(Dataset begins)
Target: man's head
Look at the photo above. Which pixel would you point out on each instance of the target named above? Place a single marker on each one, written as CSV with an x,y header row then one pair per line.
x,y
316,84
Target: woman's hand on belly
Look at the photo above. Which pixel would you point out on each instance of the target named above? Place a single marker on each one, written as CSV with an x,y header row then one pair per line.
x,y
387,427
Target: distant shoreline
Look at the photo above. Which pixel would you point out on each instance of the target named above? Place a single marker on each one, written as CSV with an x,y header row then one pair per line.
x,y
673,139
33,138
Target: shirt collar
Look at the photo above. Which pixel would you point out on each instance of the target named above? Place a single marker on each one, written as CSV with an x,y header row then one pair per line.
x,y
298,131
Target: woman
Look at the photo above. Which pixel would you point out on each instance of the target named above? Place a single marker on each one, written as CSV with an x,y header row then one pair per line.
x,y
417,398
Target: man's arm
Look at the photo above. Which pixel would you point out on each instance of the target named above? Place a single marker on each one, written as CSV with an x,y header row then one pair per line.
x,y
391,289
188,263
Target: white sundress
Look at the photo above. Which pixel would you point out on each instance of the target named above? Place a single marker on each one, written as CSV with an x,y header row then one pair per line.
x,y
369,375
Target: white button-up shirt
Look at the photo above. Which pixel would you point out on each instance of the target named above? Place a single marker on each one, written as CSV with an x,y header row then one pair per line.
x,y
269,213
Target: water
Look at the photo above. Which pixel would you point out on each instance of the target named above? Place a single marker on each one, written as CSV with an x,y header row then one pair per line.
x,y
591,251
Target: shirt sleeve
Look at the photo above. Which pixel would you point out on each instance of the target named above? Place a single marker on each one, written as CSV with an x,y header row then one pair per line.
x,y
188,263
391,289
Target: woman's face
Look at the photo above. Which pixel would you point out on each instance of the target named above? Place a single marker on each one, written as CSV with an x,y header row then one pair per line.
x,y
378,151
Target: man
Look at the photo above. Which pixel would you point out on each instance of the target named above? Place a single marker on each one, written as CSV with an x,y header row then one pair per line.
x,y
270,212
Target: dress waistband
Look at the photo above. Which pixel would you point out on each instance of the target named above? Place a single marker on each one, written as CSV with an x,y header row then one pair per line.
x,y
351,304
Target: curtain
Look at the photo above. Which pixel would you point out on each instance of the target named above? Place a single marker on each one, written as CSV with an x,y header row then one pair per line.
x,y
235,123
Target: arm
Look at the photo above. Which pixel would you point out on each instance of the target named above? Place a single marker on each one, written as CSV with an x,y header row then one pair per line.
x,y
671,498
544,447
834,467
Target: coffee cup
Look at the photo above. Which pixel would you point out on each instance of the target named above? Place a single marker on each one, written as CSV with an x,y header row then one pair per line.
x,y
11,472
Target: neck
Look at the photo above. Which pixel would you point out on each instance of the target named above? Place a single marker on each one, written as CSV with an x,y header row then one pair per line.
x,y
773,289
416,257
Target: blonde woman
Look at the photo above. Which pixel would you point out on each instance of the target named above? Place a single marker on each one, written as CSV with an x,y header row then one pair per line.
(Dataset ends)
_What you should do:_ Please repeat each entry. Keep every word the same.

_Result:_
Target: man's head
Look at the photo above. Which pixel would you point out on each instance of the target named above? Place a single marker on each one, written as CSV with an x,y header row then one pair per line.
x,y
316,84
Target: woman's hand on belly
Look at the photo above. Which pixel would you point out on each instance of the target named above? Place a single marker on each one, written as CSV with an x,y header row then one pair per line.
x,y
387,427
Target: distant shoreline
Look at the photo above. Which pixel would you point out on each instance of the target named above? Place a single marker on each one, written as CSV with an x,y header row then one pair per line.
x,y
673,139
33,138
Target: shirt collar
Look at the photo above. Which pixel would you point out on each instance of the target named above? Place a single marker on each one, written as CSV with an x,y header row then one pair per line.
x,y
298,131
Target: woman
Look at the photo above. Which pixel would you point out on each instance of the target named above? Place a single marker on each one, written as CSV with an x,y header row then one pair per line.
x,y
417,398
Target: man's arm
Look at the photo above. Which pixel would you point out on each instance of the target named above? Place a single marker on each one, written as CSV with an x,y header row then one pair per line.
x,y
391,289
188,263
Target: white sundress
Look at the photo above. Which pixel would you point out on each instance of the target named above? Place a single marker on each one, written as CSV with an x,y header row then one pair per line.
x,y
369,375
Target: white button-up shirt
Look at the photo above. Which pixel would you point out on each instance of the target named above? Place a single marker on each one, written as CSV with an x,y header row then one pair per line.
x,y
269,213
Target: water
Look at the photo above. Which pixel would you point out on each instance of the target named above? Place a single marker on each one, written as CSV with an x,y header row then one pair per line.
x,y
591,251
Target: shirt sleeve
Look at the photo above. Which pixel would you point out on each instance of the target named above? Place a single marker on each one, written as CSV with an x,y header row then one pair per line.
x,y
188,263
391,289
Target: woman's face
Look at the photo above. Which pixel would you point out on each instance of the target named above? Place a single marker on each one, written as CSV with an x,y header row then one pair per line.
x,y
378,151
Target: man
Look at the photo above. Which pixel would you point out on each instance of the target named above? Place a single marker on each one, written as CSV with an x,y header row then one pair per line.
x,y
270,212
Target: dress waistband
Look at the photo above. Which pixel would you point out on each instance of the target named above? Place a single marker on each one, written as CSV with an x,y header row then one pair per line.
x,y
351,304
Target: curtain
Look at the photo above. Which pixel would you point out on each instance of the target named above? Place a single marker on each one, written as CSV with an x,y header row then one pair per line.
x,y
235,123
Target: arm
Look at the photo above. Which pixel would you point out on each instance of the target named above? Place a single marker on each one, written as CSV with an x,y header row then one pair per line.
x,y
671,498
544,447
834,467
Target: coffee cup
Look at the photo above. Which pixel would you point out on each instance of the target named above? Place a single marker on each one, written as CSV with an x,y header row then one pair per line.
x,y
11,472
Target: neck
Look at the photo above. Which pixel would you point out on each instance of the target named above? Place a single marker on each one, written as CSV with an x,y header row then one pair per line.
x,y
773,289
416,257
Target: blonde woman
Look at the photo above. Which pixel would you point out on each instance of the target named above? Place a single marker on each one, written as CSV with an x,y header row then one pair per line.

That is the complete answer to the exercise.